- _CHALLENGE_: Every line from the one with "Could you point out the short" through the end of the records below should be restated word for word, and nothing outside that span.

[Position identification records]
....

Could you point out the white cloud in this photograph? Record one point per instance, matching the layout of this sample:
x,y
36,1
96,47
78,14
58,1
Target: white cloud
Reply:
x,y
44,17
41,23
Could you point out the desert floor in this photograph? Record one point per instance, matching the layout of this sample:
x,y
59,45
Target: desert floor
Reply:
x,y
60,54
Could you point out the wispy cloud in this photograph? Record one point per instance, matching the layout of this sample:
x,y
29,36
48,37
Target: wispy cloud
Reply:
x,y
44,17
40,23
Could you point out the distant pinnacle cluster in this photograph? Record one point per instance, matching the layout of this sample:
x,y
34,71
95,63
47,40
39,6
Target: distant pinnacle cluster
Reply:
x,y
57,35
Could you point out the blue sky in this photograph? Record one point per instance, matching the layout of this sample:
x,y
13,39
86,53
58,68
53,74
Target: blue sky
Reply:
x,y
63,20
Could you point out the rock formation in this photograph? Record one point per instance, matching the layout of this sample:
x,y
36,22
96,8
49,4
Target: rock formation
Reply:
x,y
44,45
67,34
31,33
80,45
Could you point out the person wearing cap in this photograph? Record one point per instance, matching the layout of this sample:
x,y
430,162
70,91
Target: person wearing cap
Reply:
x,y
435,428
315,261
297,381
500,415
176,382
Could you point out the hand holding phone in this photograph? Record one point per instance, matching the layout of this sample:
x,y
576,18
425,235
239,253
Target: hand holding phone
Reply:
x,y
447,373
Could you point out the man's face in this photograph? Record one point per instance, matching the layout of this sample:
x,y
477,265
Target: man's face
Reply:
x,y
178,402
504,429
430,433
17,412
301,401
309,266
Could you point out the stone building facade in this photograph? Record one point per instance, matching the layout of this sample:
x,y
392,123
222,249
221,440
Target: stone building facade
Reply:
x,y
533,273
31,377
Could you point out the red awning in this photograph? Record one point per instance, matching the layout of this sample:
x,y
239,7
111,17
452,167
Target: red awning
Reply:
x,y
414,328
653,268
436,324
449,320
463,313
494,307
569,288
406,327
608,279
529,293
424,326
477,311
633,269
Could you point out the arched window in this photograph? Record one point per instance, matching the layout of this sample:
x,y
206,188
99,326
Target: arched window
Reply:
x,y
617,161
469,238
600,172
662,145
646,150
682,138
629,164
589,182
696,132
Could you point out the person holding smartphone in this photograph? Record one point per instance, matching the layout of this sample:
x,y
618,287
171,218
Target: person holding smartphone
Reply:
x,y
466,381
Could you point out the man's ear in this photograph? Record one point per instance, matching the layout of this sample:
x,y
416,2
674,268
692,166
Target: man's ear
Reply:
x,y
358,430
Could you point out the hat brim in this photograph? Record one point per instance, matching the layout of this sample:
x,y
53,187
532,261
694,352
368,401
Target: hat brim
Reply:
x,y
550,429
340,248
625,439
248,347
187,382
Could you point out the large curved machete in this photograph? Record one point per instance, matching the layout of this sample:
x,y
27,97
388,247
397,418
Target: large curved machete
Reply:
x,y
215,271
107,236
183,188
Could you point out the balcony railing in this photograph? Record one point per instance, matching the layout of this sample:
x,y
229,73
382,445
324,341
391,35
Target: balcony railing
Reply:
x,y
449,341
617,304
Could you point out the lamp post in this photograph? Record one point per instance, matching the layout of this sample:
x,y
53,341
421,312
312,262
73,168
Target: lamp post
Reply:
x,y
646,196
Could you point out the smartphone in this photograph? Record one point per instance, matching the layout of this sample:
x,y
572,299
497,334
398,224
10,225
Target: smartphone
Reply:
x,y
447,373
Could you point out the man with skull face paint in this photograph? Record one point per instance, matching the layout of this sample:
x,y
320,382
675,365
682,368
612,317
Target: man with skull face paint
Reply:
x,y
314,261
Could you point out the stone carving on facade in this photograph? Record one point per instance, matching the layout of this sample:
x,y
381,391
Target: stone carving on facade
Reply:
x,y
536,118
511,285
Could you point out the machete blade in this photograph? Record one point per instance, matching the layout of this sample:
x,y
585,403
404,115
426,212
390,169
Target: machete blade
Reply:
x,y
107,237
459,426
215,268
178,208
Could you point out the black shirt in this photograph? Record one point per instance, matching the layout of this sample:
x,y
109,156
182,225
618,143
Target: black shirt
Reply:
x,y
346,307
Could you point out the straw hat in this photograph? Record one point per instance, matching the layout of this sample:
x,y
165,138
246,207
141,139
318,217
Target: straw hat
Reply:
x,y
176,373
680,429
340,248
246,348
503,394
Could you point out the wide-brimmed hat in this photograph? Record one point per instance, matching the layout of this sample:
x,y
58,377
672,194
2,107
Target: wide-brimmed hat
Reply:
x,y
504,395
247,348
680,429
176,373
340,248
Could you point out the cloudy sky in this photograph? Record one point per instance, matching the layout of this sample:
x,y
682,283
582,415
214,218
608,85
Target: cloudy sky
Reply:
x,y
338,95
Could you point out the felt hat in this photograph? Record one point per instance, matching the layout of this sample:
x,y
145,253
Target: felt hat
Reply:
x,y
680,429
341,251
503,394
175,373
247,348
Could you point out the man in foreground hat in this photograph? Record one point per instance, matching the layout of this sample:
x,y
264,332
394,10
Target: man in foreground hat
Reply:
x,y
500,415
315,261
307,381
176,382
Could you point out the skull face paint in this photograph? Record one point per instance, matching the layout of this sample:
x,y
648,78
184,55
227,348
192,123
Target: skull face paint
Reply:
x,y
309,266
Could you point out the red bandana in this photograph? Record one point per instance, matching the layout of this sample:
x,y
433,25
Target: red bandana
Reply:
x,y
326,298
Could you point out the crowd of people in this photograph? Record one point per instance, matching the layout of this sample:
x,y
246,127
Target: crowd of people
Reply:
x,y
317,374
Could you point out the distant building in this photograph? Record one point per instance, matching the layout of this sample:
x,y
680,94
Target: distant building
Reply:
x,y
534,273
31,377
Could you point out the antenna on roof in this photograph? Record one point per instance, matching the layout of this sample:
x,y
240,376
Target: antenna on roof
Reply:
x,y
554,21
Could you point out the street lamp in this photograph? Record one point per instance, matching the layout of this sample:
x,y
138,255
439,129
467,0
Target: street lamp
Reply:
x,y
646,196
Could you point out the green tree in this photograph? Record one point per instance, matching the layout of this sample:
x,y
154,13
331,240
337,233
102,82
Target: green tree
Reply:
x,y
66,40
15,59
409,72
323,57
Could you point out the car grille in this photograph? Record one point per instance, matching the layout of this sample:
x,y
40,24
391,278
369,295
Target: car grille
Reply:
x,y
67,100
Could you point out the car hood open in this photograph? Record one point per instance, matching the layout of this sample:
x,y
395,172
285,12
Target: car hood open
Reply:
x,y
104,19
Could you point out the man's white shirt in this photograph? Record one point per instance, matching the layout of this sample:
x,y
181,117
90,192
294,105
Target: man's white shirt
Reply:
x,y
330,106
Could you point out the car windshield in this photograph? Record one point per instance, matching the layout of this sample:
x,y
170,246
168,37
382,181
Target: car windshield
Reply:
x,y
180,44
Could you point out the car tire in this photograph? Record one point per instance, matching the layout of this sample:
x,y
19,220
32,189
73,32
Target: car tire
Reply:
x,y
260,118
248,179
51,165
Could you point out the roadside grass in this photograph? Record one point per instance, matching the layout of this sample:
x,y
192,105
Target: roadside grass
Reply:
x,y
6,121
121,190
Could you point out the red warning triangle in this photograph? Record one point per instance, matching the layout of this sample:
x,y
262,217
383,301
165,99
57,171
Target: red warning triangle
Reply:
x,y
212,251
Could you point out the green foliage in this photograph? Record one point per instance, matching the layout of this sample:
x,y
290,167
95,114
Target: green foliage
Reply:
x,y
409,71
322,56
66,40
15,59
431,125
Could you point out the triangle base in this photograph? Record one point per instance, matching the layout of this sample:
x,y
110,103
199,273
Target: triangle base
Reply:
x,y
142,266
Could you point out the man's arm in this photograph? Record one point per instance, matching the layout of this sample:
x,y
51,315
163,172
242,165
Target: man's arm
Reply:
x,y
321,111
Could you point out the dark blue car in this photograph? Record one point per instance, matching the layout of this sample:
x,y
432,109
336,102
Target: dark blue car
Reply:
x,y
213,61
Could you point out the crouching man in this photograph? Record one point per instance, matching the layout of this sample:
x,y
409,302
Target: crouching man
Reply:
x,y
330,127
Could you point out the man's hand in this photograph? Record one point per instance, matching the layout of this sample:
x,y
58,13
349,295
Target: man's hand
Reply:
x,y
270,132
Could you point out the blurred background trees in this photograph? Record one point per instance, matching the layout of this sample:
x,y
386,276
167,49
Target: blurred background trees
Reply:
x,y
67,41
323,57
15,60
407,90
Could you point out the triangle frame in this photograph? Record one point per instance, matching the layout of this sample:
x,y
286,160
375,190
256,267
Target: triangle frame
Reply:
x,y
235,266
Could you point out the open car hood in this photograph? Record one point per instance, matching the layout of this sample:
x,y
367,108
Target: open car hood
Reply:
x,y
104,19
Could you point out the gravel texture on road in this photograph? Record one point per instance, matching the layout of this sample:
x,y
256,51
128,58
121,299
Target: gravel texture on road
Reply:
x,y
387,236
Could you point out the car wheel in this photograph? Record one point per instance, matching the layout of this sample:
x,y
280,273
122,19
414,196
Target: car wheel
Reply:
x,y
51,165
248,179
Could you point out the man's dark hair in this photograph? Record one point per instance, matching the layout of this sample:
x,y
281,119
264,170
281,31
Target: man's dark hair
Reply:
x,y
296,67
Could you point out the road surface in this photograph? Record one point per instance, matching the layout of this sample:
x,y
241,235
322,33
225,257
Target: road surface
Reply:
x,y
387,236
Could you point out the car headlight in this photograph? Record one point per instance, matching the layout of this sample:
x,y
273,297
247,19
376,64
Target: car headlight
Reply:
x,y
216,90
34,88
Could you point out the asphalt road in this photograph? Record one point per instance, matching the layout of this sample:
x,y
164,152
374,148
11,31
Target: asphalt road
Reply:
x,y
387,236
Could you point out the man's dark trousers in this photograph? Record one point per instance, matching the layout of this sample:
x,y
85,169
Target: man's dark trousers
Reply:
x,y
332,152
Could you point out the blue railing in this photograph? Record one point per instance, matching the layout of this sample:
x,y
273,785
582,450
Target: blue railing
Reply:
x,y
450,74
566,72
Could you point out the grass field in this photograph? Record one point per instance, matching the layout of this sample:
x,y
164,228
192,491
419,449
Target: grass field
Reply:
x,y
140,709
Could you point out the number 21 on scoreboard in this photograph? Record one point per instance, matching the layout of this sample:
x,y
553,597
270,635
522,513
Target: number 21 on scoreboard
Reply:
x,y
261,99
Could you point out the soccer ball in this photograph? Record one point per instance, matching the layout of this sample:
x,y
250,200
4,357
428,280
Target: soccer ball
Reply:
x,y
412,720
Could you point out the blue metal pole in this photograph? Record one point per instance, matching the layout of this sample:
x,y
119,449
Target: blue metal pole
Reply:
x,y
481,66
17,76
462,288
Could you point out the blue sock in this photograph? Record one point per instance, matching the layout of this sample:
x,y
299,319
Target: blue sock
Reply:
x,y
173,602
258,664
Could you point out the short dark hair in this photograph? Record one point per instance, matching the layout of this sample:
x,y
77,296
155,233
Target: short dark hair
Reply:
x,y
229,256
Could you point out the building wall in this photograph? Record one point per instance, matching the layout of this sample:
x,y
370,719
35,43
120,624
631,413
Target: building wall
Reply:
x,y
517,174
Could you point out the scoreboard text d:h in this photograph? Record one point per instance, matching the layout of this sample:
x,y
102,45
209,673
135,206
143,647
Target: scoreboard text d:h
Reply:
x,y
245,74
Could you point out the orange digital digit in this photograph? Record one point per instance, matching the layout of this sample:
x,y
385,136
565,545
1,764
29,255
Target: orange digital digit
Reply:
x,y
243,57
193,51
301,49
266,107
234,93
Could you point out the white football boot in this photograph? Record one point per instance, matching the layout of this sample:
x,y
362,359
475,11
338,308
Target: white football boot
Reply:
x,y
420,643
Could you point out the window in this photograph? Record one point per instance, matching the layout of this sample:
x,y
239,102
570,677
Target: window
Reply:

....

- _PROBLEM SOLUTION_:
Could you point out the short dark hair in this photograph? Record one point per instance, matching the layout of this sample:
x,y
77,296
155,233
Target: short dark hair
Reply:
x,y
229,256
Could you point out the building wall in this photograph? Record one point per instance, matching the layout of this sample:
x,y
370,719
35,43
120,624
631,413
Target: building wall
Reply:
x,y
517,174
Could you point out the scoreboard text d:h in this photograph? Record one point per instance, matching the layout of this sample:
x,y
102,45
209,673
135,206
143,647
Target: scoreboard text d:h
Reply:
x,y
245,74
Could you point out the orange digital digit in this photograph? Record one point per instance, matching the layout of this sample:
x,y
385,136
565,545
1,764
29,255
Target: orange digital digit
Reply:
x,y
243,57
193,51
301,49
266,107
234,93
Could you point out the white football boot in this photograph? Record one point per instance, matching the layout of this sample:
x,y
362,359
475,11
338,308
Target: white football boot
Reply:
x,y
420,643
Could you point out the window in this photograph? Record one point per instance, matching the layout of this sample:
x,y
239,102
570,677
Target: window
Reply:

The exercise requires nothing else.